## [WORK REQUIRED]
Rewrite the records below, changing every "knight's sword" to "knight's lance" and leaving everything else as it is.

## [PROVIDED ENTRIES]
^^^^
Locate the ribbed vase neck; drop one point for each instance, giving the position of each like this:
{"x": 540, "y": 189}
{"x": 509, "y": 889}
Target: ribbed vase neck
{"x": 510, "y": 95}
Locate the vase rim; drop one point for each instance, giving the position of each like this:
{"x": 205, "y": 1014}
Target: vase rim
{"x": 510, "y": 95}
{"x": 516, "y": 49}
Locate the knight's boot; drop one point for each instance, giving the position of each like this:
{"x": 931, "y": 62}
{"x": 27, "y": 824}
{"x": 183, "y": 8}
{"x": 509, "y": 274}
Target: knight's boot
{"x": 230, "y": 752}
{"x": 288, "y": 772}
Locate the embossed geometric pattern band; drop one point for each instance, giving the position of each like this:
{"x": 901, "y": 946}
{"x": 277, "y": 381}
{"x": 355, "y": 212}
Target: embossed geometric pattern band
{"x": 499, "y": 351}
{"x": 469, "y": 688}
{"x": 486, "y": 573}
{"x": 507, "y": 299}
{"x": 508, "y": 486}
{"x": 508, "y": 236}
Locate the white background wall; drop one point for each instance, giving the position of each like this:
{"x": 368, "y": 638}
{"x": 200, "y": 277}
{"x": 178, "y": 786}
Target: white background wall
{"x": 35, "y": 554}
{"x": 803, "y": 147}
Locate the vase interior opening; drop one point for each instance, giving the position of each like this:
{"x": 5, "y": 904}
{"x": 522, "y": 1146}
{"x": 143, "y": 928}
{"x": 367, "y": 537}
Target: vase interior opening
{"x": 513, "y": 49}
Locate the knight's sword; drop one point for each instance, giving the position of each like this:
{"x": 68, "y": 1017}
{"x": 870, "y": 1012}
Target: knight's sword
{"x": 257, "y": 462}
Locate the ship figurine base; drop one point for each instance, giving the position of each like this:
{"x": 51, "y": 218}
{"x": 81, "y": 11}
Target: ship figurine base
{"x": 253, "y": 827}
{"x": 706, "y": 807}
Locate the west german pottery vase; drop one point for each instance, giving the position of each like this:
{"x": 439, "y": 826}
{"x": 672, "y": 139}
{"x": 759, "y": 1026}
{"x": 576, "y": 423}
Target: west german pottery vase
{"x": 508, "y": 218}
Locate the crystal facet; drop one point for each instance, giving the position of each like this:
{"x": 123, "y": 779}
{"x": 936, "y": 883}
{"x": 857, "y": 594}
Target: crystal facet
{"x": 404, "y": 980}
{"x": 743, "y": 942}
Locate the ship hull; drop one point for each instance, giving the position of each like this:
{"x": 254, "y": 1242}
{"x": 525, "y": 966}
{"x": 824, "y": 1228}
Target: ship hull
^^^^
## [WRITTEN RESPONSE]
Locate the ribbed vase neck; drop one point for each instance, giving the position of each like this:
{"x": 540, "y": 189}
{"x": 509, "y": 889}
Target: ribbed vase neck
{"x": 510, "y": 95}
Locate the vase rim; drop one point for each instance, giving the position of each like this:
{"x": 205, "y": 1014}
Target: vase rim
{"x": 510, "y": 95}
{"x": 516, "y": 49}
Locate the knight's boot; drop one point for each instance, giving the position of each like this:
{"x": 931, "y": 62}
{"x": 27, "y": 824}
{"x": 183, "y": 8}
{"x": 509, "y": 274}
Target: knight's boot
{"x": 230, "y": 752}
{"x": 288, "y": 772}
Locate the embossed geometric pattern band; drop one point for each instance, giving the position of each like this:
{"x": 901, "y": 946}
{"x": 277, "y": 381}
{"x": 355, "y": 212}
Target: embossed geometric pattern band
{"x": 499, "y": 351}
{"x": 469, "y": 688}
{"x": 486, "y": 573}
{"x": 507, "y": 299}
{"x": 508, "y": 486}
{"x": 508, "y": 236}
Locate the white background wall; drop one point for each instance, giving the position of each like this:
{"x": 368, "y": 638}
{"x": 200, "y": 277}
{"x": 178, "y": 786}
Target: white background wall
{"x": 35, "y": 554}
{"x": 803, "y": 147}
Locate the vase interior opening; drop one point for each instance, giving the position of each like this:
{"x": 5, "y": 904}
{"x": 522, "y": 1146}
{"x": 143, "y": 928}
{"x": 367, "y": 537}
Target: vase interior opening
{"x": 513, "y": 49}
Locate the knight's lance; drop one point for each instance, giving the position of each like this:
{"x": 68, "y": 1017}
{"x": 870, "y": 1012}
Target: knight's lance
{"x": 257, "y": 462}
Locate the ship figurine base; drop one point for each instance, giving the position of each like this:
{"x": 51, "y": 218}
{"x": 81, "y": 11}
Target: ship figurine base
{"x": 253, "y": 827}
{"x": 706, "y": 807}
Locate the west german pottery vase; drop one point for each instance, giving the position of each like this:
{"x": 439, "y": 826}
{"x": 672, "y": 139}
{"x": 759, "y": 1026}
{"x": 576, "y": 423}
Target: west german pottery vase
{"x": 508, "y": 218}
Locate the crystal facet; drop one point for each instance, giving the position of each like this:
{"x": 123, "y": 779}
{"x": 936, "y": 883}
{"x": 857, "y": 594}
Target: crystal facet
{"x": 404, "y": 980}
{"x": 743, "y": 942}
Locate the ship hull; drop one point for each instance, giving the position of each like this:
{"x": 254, "y": 1242}
{"x": 525, "y": 966}
{"x": 824, "y": 1228}
Target: ship hull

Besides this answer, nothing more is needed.